▶ [SUPPLIED RECORDS]
=== Begin Enclosure ===
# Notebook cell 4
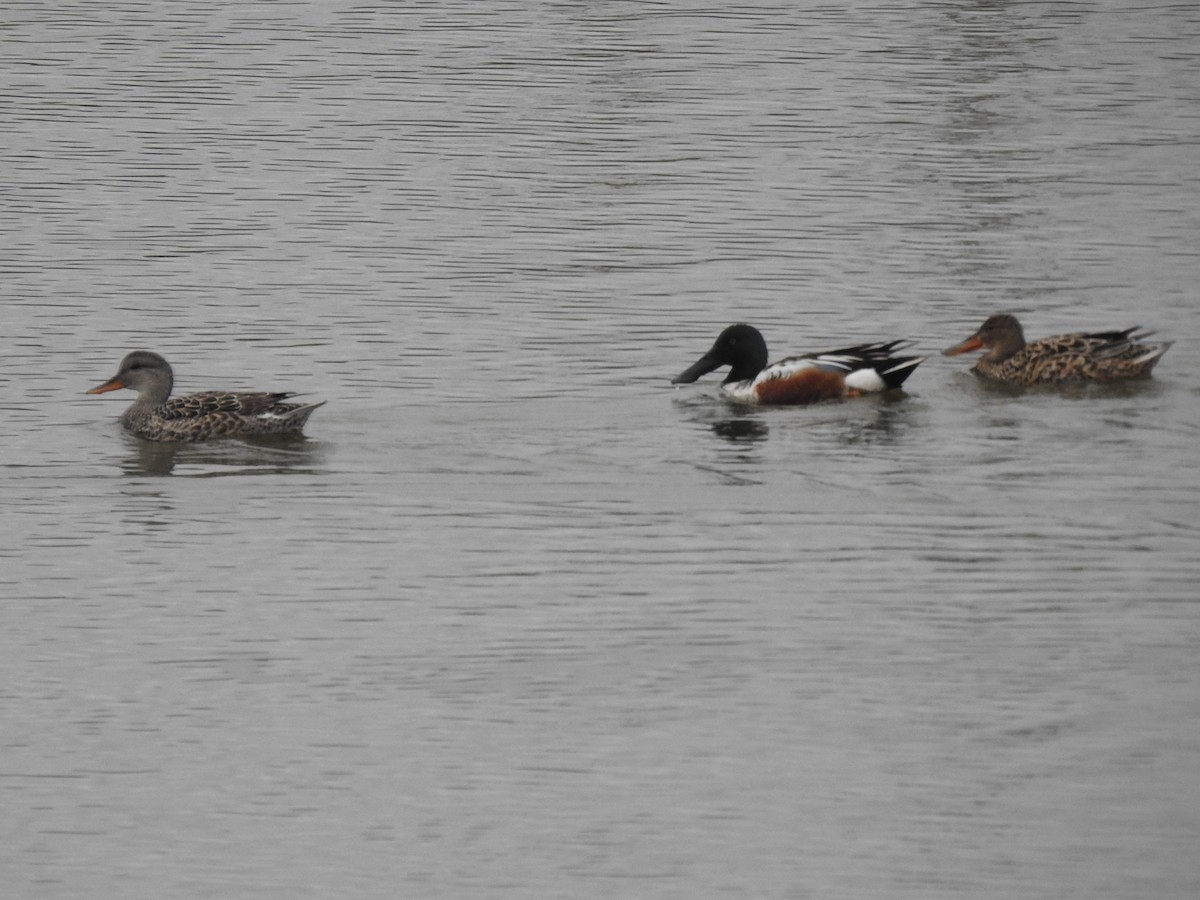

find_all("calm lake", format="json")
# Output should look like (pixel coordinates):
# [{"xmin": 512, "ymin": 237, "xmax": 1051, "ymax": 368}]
=== End Enclosure ===
=== Begin Enclosure ===
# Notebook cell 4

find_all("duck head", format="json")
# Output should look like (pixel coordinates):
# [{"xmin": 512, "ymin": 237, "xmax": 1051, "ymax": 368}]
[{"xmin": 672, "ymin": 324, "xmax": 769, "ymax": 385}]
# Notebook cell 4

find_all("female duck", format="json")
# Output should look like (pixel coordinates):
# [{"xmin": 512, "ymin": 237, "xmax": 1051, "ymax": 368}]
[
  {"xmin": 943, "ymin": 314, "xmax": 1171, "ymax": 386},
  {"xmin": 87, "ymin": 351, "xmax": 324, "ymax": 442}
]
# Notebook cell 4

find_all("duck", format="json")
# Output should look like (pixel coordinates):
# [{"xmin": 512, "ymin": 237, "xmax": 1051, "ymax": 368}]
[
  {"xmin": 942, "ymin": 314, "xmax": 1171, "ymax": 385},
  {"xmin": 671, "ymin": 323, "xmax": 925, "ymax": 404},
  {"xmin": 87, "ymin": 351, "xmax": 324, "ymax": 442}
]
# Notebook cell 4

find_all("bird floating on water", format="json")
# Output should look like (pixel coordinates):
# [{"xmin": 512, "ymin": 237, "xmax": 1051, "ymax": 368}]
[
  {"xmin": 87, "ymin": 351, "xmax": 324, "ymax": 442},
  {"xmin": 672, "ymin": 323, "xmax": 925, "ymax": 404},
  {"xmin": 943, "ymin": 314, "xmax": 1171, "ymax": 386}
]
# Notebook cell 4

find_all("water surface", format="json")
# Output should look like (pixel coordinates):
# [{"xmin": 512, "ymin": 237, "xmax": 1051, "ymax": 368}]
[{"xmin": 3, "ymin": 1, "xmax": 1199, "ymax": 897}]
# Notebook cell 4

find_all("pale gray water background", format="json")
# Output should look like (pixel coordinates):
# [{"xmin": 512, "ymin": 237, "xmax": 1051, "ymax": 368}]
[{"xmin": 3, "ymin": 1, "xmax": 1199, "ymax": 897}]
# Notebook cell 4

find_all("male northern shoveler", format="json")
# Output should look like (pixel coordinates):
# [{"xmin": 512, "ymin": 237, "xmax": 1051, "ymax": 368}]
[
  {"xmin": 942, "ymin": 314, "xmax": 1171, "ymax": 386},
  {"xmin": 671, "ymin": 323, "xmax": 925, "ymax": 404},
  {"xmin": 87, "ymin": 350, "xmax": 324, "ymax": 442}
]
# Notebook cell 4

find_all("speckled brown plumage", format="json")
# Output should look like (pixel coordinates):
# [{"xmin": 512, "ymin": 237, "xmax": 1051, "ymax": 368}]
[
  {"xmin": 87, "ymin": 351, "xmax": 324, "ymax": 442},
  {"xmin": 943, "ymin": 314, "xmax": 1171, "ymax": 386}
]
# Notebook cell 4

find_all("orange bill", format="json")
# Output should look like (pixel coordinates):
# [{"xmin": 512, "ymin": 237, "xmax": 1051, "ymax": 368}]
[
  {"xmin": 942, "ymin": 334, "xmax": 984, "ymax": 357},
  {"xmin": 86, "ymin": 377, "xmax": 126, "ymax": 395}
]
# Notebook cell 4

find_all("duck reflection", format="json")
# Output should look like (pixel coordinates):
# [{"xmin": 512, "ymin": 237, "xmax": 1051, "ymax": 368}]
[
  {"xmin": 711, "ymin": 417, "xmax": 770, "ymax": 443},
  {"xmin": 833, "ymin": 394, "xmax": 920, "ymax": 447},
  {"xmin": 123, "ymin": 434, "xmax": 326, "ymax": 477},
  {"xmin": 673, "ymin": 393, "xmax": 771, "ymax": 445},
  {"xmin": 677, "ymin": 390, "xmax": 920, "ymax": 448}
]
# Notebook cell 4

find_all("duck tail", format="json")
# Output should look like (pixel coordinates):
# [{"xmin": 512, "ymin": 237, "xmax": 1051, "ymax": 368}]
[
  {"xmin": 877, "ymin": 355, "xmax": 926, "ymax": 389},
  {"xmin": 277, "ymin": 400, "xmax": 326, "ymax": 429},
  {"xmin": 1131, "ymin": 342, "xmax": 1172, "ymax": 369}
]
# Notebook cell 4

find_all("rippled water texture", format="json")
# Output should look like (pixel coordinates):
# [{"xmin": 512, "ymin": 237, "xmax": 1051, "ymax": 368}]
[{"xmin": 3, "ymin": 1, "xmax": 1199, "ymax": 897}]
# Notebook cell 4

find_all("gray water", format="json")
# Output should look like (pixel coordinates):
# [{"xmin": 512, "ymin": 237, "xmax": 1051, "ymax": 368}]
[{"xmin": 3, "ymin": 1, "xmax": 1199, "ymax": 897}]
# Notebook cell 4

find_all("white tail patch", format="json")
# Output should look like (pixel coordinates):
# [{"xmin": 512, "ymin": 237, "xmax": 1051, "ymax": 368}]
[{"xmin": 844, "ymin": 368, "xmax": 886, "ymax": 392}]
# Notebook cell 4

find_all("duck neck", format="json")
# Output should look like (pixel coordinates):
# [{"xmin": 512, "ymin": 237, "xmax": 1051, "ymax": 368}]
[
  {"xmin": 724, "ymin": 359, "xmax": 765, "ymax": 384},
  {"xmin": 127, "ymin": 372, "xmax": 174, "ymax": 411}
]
=== End Enclosure ===
=== Begin Enclosure ===
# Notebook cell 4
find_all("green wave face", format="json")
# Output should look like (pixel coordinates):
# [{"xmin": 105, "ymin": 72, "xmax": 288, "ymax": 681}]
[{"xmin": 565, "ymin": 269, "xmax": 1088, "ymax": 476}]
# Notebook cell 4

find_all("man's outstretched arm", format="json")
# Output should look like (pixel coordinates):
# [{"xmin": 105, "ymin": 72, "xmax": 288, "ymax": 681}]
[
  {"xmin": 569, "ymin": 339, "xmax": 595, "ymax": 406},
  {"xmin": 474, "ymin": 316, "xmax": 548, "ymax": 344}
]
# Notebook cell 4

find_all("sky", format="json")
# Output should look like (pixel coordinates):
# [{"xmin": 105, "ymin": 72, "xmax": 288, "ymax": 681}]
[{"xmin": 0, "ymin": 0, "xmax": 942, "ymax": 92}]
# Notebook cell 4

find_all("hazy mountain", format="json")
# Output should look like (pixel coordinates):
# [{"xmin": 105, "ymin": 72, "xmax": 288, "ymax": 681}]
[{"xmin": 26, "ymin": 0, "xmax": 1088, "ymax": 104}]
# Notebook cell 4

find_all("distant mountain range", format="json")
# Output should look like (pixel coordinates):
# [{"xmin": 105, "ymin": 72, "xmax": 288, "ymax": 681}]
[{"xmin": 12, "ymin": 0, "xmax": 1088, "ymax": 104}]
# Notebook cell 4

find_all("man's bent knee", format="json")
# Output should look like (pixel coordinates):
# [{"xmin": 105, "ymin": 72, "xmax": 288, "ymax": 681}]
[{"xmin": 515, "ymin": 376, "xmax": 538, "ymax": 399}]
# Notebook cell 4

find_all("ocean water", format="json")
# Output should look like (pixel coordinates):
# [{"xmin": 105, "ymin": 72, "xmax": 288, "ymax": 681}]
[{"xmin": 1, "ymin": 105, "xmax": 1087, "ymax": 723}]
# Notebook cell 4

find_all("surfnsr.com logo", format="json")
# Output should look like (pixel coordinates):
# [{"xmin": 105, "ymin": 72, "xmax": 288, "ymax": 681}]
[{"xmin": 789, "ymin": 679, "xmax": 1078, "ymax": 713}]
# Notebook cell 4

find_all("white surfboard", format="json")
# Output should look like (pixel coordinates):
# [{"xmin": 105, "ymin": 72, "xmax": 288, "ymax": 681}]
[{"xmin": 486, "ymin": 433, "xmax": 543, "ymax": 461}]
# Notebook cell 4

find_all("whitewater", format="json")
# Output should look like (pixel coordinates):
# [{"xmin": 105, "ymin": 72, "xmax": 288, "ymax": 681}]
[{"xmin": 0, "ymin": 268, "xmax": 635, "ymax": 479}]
=== End Enclosure ===
▶ [TASK ITEM] The answer must consist of every line above that holds the string "gray", copied exactly.

▶ [SOLUTION TO THIS PROBLEM]
find_all("pale gray water background", format="json")
find_all("gray water", format="json")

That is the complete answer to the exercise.